▶ [Consigne A]:
Relevez chaque ligne de la liste qui contient le mot « dark », en respectant la casse.
------ Extrait du texte ------
Ce texte nous aide à voir comment on peut voir ou toucher Dieu, selon le Sermon 117, mais sans le comprendre. Un comprehendere de Dieu équivaudrait à une vision (comme chez les Grecs, la raison est généralement comprise comme une faculté de vision chez Augustin49) telle que rien de Dieu n’échapperait à l’attention de celui qui le voit ou lorsque ses limites (fines) peuvent être définies. Il est évident que personne ne peut soutenir cela à propos de Dieu. Cette notion de compréhension (comme comprehendere), du moins telle qu’elle est présentée dans la Lettre 147, dans un passage que Thomas citera d’ailleurs dans sa Somme théologique50, évoque dans le latin d’Augustin une maîtrise parfaite de quelque chose, comme celle qui pouvait être tentée par les philosophes dont Augustin aime dénoncer la superbe. Pour Augustin, et pas seulement pour lui, j’en suis sûr, nous ne pouvons pas saisir par la pensée la réalité pleine et entière de Dieu avec nos concepts, nous pouvons seulement le toucher, doucement, ou l’atteindre par un mouvement de notre esprit, un toucher qu’il peut néanmoins aussi appeler une cognitio et un moment d’intelligence (d’intellegere, qui est moins totalisant dans le latin d’Augustin que comprehendere).
------
▶ [Consigne B]:
Quelles œuvres l'extrait sur la connaissance de Dieu chez Augustin mentionne-t-il par leur titre ?
------ Données extraites ------
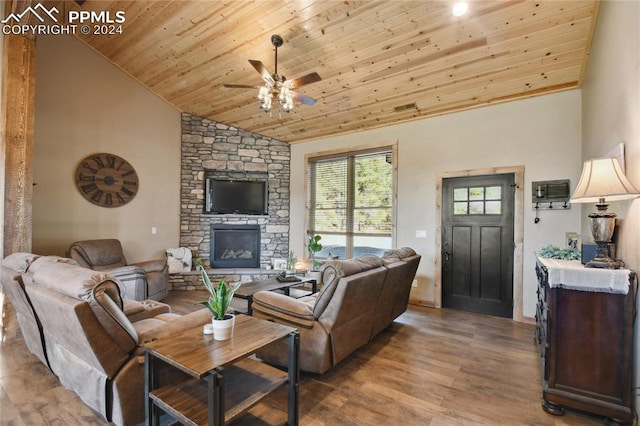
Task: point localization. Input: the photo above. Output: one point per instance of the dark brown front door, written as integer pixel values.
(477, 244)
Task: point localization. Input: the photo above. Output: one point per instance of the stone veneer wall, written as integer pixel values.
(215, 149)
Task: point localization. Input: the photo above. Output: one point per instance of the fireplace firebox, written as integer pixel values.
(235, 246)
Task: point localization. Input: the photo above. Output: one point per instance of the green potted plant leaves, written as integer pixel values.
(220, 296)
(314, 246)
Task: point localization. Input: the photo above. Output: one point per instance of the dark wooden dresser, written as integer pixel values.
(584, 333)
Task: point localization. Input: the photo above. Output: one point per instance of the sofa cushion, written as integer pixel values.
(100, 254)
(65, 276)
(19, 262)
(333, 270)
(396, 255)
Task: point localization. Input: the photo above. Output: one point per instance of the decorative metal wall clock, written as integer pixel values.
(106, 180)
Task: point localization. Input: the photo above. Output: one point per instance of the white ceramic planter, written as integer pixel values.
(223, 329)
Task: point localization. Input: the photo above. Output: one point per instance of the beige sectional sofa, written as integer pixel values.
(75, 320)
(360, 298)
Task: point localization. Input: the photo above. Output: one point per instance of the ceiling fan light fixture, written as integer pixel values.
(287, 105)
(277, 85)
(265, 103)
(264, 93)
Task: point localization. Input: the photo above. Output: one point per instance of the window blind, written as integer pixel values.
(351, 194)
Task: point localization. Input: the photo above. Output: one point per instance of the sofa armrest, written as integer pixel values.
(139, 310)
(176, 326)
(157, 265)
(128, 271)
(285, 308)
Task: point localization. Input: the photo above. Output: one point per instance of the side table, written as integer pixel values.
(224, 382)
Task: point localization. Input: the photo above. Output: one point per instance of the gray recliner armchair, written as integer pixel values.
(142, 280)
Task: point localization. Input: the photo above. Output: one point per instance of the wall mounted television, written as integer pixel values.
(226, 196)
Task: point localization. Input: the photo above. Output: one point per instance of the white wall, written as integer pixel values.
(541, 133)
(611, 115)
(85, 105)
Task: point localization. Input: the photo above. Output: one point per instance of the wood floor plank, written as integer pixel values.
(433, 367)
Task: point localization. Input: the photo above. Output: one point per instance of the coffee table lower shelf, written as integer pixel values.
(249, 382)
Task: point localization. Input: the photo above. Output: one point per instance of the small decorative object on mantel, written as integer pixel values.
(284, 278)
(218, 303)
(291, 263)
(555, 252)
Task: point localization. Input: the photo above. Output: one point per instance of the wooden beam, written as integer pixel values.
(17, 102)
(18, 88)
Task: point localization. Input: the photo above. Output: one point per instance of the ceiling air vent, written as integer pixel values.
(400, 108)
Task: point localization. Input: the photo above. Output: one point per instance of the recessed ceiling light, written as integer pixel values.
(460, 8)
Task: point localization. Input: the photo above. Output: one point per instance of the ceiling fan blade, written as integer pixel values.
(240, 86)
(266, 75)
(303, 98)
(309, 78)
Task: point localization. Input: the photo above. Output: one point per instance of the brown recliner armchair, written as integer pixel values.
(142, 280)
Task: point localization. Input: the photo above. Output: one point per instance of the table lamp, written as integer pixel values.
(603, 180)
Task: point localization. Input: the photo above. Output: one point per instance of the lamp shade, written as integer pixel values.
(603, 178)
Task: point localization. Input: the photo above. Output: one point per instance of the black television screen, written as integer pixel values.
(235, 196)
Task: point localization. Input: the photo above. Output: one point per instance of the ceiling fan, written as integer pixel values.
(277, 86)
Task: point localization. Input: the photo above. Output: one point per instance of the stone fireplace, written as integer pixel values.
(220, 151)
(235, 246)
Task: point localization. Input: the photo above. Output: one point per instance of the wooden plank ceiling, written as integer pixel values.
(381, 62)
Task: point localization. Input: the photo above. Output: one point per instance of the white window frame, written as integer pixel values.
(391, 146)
------
▶ [Corrigé détaillé A]:
Task: point localization. Input: the photo above. Output: one point per instance of the dark brown front door, written as integer pixel values.
Task: point localization. Input: the photo above. Output: one point per instance of the dark wooden dresser, written as integer pixel values.

▶ [Corrigé détaillé B]:
- le Sermon 117
- la Lettre 147
- la Somme théologique